(Entries for bounding box labeling)
# # #

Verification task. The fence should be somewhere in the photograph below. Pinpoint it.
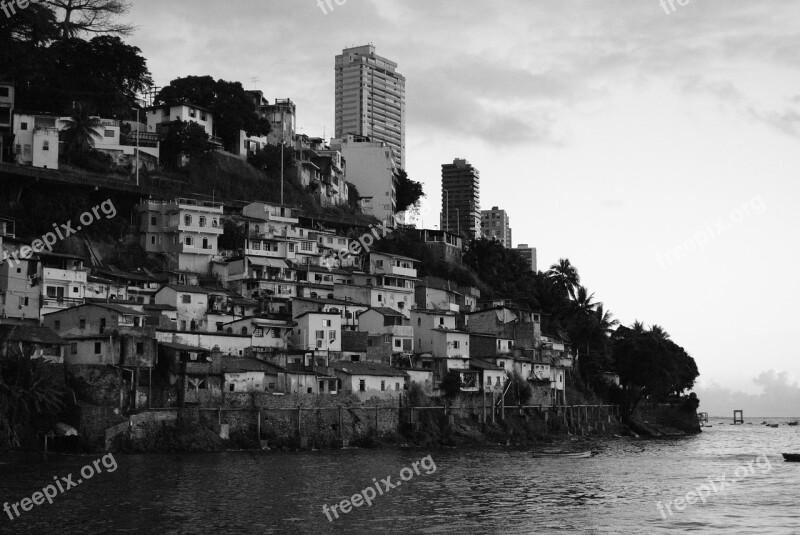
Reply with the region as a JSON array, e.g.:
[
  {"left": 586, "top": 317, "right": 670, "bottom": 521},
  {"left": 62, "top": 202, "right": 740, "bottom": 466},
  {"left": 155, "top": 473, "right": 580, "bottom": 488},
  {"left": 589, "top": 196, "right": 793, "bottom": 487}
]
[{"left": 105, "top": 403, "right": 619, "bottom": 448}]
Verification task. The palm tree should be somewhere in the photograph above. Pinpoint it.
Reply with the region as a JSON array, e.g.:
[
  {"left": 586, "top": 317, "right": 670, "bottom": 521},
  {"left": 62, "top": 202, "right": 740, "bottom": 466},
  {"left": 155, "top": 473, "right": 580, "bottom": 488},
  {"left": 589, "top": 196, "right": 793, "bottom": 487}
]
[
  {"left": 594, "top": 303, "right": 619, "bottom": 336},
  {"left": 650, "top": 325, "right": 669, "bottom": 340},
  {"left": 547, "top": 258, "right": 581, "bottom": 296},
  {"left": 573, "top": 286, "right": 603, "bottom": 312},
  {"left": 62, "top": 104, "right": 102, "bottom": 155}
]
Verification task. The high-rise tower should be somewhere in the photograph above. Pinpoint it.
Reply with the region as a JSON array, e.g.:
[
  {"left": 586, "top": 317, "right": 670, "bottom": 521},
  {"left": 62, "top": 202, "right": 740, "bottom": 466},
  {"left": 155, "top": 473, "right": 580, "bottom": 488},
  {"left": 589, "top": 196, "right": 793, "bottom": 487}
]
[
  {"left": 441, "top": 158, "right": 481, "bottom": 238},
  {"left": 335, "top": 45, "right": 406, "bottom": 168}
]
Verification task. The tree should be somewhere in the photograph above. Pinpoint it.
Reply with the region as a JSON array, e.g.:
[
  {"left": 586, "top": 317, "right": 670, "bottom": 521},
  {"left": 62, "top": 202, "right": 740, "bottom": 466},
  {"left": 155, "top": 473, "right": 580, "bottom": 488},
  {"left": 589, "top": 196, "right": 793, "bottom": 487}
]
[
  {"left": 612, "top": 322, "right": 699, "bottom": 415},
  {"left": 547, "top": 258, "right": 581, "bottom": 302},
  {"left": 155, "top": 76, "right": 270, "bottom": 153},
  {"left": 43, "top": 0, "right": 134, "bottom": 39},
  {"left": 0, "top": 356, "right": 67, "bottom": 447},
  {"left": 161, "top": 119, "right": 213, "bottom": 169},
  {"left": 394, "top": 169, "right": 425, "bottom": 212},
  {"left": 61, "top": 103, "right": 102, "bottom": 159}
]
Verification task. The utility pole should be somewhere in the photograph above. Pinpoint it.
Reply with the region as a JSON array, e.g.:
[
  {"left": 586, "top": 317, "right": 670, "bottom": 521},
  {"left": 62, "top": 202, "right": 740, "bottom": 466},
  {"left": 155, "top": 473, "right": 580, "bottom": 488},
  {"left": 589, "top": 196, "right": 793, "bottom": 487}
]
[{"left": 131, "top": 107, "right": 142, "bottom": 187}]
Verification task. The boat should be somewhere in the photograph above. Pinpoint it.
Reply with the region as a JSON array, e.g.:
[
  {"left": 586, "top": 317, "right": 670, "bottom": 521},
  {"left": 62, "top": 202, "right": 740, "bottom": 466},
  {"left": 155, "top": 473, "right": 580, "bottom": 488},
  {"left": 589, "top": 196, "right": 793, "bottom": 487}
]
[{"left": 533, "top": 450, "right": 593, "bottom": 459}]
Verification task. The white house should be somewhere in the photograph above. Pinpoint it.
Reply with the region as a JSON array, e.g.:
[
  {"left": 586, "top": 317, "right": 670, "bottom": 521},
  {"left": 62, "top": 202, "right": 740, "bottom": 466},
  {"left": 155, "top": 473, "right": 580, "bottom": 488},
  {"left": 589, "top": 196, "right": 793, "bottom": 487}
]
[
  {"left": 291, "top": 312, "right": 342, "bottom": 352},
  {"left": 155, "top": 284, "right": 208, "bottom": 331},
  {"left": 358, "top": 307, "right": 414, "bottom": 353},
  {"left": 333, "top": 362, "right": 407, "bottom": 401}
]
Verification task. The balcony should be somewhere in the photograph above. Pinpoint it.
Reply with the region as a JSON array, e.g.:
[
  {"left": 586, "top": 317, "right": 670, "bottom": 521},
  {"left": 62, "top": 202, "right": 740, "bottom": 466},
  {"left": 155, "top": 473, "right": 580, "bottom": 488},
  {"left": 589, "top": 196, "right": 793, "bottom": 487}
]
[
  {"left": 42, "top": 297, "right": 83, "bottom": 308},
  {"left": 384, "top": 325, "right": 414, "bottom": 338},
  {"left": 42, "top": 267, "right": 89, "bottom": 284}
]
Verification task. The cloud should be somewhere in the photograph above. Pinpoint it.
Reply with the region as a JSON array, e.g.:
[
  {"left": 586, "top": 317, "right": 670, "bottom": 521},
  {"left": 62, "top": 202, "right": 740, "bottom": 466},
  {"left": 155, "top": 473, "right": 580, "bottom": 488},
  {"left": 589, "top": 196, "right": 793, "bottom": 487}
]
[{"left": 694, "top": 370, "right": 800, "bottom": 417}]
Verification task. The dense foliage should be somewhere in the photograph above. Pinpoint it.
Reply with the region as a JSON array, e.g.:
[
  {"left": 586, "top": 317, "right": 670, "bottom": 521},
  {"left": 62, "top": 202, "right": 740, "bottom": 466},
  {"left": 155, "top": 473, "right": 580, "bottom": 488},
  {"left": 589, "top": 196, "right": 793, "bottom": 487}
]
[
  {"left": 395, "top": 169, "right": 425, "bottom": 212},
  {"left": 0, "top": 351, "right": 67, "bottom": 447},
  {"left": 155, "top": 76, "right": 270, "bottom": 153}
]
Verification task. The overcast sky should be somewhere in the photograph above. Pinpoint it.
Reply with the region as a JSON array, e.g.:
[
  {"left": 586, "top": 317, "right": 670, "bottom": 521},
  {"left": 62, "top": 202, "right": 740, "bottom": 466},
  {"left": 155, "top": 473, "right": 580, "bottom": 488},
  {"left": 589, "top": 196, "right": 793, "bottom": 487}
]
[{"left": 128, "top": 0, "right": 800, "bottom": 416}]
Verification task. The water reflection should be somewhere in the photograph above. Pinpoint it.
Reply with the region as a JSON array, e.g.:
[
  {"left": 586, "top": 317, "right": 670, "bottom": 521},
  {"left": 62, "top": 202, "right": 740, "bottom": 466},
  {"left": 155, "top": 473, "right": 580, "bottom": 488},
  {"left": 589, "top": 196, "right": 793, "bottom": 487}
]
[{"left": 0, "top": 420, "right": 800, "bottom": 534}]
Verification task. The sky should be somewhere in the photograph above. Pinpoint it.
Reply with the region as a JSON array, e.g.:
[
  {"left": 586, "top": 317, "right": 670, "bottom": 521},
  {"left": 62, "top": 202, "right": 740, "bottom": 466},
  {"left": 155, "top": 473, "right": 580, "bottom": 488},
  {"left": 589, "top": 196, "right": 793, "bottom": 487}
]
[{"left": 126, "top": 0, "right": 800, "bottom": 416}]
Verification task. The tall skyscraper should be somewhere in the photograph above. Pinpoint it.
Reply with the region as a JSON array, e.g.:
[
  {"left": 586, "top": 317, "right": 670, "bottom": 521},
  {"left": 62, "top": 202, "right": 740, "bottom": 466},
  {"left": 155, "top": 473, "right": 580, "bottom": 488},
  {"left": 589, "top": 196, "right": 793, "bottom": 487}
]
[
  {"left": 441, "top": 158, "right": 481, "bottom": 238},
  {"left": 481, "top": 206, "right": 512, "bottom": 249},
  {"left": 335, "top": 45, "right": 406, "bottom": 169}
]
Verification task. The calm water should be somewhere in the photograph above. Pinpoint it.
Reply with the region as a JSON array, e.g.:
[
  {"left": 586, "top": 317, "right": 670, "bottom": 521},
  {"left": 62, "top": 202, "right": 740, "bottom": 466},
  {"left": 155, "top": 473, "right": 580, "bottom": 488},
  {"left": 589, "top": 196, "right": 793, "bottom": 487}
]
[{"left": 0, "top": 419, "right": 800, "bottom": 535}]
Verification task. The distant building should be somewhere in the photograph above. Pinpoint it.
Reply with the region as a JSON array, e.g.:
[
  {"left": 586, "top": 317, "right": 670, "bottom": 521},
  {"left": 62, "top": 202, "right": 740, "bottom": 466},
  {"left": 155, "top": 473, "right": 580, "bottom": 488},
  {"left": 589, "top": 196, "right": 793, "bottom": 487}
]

# # #

Copy out the lines of the listing word for word, starting at the line with "Verification task. The calm" and ending at the end of the listing.

▶ Reply to the exercise:
Verification task. The calm water should be somewhere in the photograph above. Pinpoint it.
Reply with the region as a JSON array, e.g.:
[
  {"left": 586, "top": 317, "right": 670, "bottom": 521},
  {"left": 62, "top": 202, "right": 740, "bottom": 466},
  {"left": 155, "top": 473, "right": 580, "bottom": 488},
  {"left": 589, "top": 196, "right": 793, "bottom": 487}
]
[{"left": 0, "top": 419, "right": 800, "bottom": 535}]
Verification task. The distant building should be somewhere in the photograph above. Pinpoint it.
Reply with the region as a JSON array, e.g.:
[
  {"left": 586, "top": 317, "right": 670, "bottom": 521},
  {"left": 62, "top": 202, "right": 740, "bottom": 466},
  {"left": 155, "top": 473, "right": 580, "bottom": 488},
  {"left": 589, "top": 196, "right": 793, "bottom": 487}
]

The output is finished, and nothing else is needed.